__A block of data__.
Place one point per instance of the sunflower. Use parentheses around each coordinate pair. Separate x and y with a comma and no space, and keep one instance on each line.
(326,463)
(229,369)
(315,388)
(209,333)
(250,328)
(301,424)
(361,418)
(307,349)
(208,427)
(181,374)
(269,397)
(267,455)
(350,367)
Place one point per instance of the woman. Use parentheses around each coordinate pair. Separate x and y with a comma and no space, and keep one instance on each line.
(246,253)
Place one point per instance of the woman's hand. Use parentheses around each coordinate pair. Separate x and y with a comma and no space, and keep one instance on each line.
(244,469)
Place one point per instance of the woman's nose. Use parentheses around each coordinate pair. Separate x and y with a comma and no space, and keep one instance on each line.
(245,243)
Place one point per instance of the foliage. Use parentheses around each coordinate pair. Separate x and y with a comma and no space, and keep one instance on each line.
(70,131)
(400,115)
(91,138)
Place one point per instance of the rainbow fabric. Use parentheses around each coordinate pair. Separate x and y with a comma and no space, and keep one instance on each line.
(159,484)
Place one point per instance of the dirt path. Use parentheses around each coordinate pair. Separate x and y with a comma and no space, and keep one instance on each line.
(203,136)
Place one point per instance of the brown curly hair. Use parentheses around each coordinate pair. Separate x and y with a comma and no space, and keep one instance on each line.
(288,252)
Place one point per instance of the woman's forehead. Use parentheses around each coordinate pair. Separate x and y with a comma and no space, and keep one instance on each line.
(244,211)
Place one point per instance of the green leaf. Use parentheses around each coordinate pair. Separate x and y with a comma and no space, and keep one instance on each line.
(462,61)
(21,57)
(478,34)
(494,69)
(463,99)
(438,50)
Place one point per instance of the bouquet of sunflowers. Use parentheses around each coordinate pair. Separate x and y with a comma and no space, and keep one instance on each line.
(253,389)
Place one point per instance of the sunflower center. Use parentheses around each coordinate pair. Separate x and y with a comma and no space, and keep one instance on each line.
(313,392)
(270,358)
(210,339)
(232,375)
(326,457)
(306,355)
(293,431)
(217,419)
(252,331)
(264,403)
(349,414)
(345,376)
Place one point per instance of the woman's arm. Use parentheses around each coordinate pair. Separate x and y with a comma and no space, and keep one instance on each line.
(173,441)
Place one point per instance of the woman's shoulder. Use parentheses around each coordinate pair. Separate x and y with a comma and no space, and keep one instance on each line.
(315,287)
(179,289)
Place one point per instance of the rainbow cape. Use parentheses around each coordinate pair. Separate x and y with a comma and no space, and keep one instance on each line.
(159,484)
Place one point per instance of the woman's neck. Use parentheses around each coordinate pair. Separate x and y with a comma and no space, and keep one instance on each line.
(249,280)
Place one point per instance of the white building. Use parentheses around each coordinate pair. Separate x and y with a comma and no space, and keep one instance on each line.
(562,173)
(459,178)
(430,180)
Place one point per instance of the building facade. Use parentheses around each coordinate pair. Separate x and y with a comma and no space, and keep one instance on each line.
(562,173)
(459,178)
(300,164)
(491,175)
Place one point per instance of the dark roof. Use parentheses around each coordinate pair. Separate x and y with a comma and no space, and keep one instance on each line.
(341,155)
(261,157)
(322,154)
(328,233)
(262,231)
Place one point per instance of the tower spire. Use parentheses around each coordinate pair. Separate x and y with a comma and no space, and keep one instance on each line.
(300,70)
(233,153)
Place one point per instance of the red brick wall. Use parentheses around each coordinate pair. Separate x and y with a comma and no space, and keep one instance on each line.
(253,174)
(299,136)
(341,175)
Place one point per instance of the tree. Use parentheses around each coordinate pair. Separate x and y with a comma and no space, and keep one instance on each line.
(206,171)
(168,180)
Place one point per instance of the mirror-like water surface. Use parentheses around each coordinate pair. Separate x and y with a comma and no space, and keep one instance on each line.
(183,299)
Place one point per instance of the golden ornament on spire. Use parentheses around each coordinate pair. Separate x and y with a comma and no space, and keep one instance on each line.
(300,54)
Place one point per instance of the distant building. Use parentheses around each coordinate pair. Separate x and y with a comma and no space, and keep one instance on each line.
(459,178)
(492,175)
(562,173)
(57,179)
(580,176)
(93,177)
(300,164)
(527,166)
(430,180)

__OBJECTIVE__. Recast all of the rows above as a numbered list, omitting any blank lines.

__REPLY__.
1. Place one point per instance of the sunflower. Use parentheses around each coordinate pair. Separate x and y with a comma and no space, and keep one instance on each line.
2. (326,463)
3. (229,369)
4. (315,388)
5. (209,333)
6. (250,328)
7. (301,424)
8. (361,418)
9. (307,349)
10. (208,427)
11. (181,374)
12. (269,397)
13. (267,455)
14. (350,367)
15. Place one point per instance of the woman. Use parentheses around each coordinate pair. Separate x and y with a comma and no space, and keep one instance on each line.
16. (246,253)
17. Place one point per instance of the woman's hand. Use parentheses around each coordinate pair. Separate x and y with a comma and no space, and keep one instance on each line.
18. (244,469)
19. Place one point per instance of the woman's nose. Use parentheses around each coordinate pair. Separate x and y with a comma and no space, and keep one instance on each line.
20. (245,243)
21. Place one point per instance of the foliage. Use parentheses around each coordinate pair. Separate x and y with a comma and no space, and keep one instance on each line.
22. (70,131)
23. (400,115)
24. (91,138)
25. Place one point per instance of the rainbow fabric. Use parentheses around each coordinate pair. Separate x and y with a comma and no space, and keep one instance on each line.
26. (159,484)
27. Place one point per instance of the dirt path. Use parentheses around each coordinate pair. Separate x and y with a comma and no space, and keep one instance on each line.
28. (203,136)
29. Place one point per instance of the brown curly hair. Use parentheses around each coordinate pair. Separate x and y with a comma and no space, and keep one instance on each line.
30. (288,252)
31. Place one point per instance of the woman's forehead. Use parentheses around each coordinate pair. Separate x and y with a comma and no space, and keep one instance on each line.
32. (244,211)
33. Place one point per instance of the green leaf. Use parentheses around each coordinate pair. Separate x and y with a comma and no space, and keep one instance on each line.
34. (462,61)
35. (21,57)
36. (478,34)
37. (494,69)
38. (463,99)
39. (438,50)
40. Place one point per instance of the bouquet of sunflowers. Use parentheses around each coordinate pair. Separate x and y with a comma and no space, and keep one instance on each line.
41. (253,389)
42. Place one point per instance of the sunflower center. Use parentheses around each coordinate pair. Separate x and y with a comma and no space, and keep one instance on each line.
43. (313,392)
44. (270,358)
45. (210,339)
46. (232,375)
47. (326,457)
48. (306,355)
49. (293,431)
50. (217,419)
51. (252,331)
52. (264,403)
53. (349,414)
54. (345,376)
55. Place one point per instance of the woman's arm. Use parentheses around each coordinate pair. Separate x and y with a comma and no space, and keep one instance on each line.
56. (173,441)
57. Place one point per instance of the woman's shoulder. Use parentheses around each coordinate pair. Separate x and y with a comma and no space, and keep one instance on each line.
58. (315,287)
59. (179,289)
60. Place one point per instance of the rainbow cape. Use parentheses around each coordinate pair. Separate x and y with a comma and no space, and keep one instance on each line.
61. (159,484)
62. Place one point per instance of the woman's neck. Use parentheses around each coordinate pair. Separate x and y with a comma and no space, and keep one instance on each line.
63. (249,280)
64. Place one point per instance of the white building. Use parentheses around each coordinate pair. Separate x and y with a comma and no space, and keep one instance on each line.
65. (562,173)
66. (459,178)
67. (430,180)
68. Place one point per instance of the building facade. Use parentheses around each coordinate pair. Separate x and y with a comma and no space, and keep one instance on each line.
69. (562,173)
70. (459,178)
71. (300,164)
72. (491,175)
73. Place one point per instance of the dark roof. Use parentheses around each coordinate pair. Separate x and y with a comma and no space, and keep one instance on each line.
74. (341,155)
75. (261,157)
76. (322,154)
77. (328,233)
78. (262,231)
79. Place one point per instance of the tower spire. Use parentheses around each coordinate pair. Separate x and y with a comma and no space, and keep one instance on each line.
80. (300,70)
81. (233,153)
82. Place one point per instance of the red brick wall. Use parentheses around each coordinate pair. Separate x and y with a comma and no space, and keep one instance on each line.
83. (253,174)
84. (299,136)
85. (341,175)
86. Place one point per instance of the tree. Use parentheses around each coordinate pair. Separate x and y with a comma and no space, and keep one instance on each line.
87. (206,171)
88. (168,180)
89. Place one point per instance of the mirror-like water surface. Use parentheses around each coordinate pair. Separate x and y with a comma and no space, and keep one instance on each line.
90. (183,299)
91. Place one point per instance of the golden ornament on spire. Use parentheses around each coordinate pair. Separate x and y with a comma and no space, and keep one instance on each line.
92. (300,54)
93. Place one point per instance of the distant building. Use parentheses around each coordinate pair. Separate x and y with a comma and no space, and keep one instance on each line.
94. (459,178)
95. (492,175)
96. (562,173)
97. (57,179)
98. (580,176)
99. (93,177)
100. (300,164)
101. (527,166)
102. (430,180)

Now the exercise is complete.